+++ ENTRIES PROVIDED +++
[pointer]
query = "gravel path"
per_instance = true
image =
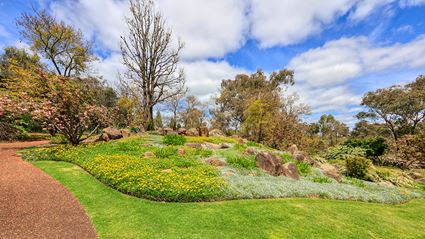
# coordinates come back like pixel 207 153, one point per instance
pixel 34 205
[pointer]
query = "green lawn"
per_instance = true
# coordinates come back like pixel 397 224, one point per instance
pixel 116 215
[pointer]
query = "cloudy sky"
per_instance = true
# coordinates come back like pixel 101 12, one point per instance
pixel 339 49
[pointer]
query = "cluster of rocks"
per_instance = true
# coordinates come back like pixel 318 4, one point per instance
pixel 199 131
pixel 113 134
pixel 328 169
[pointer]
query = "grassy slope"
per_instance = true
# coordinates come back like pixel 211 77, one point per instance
pixel 116 215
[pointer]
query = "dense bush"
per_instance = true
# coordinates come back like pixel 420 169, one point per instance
pixel 340 152
pixel 242 162
pixel 374 147
pixel 357 167
pixel 174 139
pixel 410 151
pixel 166 178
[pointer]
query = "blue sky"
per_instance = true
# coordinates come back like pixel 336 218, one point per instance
pixel 339 49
+++
EXERCISE PROMPT: Reproduce the listing exactly. Leave its pictures out.

COMPLETED TASK:
[pointer]
query = "gravel path"
per_instance = true
image =
# coordinates come back like pixel 207 153, one point per instance
pixel 34 205
[pointer]
query = "green lawn"
per_instance = true
# coordinates come back like pixel 397 224, one point per instance
pixel 116 215
[pointer]
query = "cloudy sky"
per_instance = true
# coordinates come back like pixel 101 12, one point per instance
pixel 339 49
[pointer]
query = "cluster of rocks"
per_instance = true
# coordinates come back like pixel 318 4, one point per instance
pixel 199 131
pixel 113 134
pixel 328 169
[pointer]
query = "grassy slope"
per_instance = true
# coordinates come back like pixel 211 77, one point per instance
pixel 116 215
[pointer]
query = "dense bush"
per_instance = true
# coordinates come back like pixel 420 169, one point per instance
pixel 340 152
pixel 242 162
pixel 374 147
pixel 357 167
pixel 174 139
pixel 410 151
pixel 166 178
[pointer]
query = "blue sky"
per_instance = true
# coordinates come back like pixel 336 218, one point per instance
pixel 339 49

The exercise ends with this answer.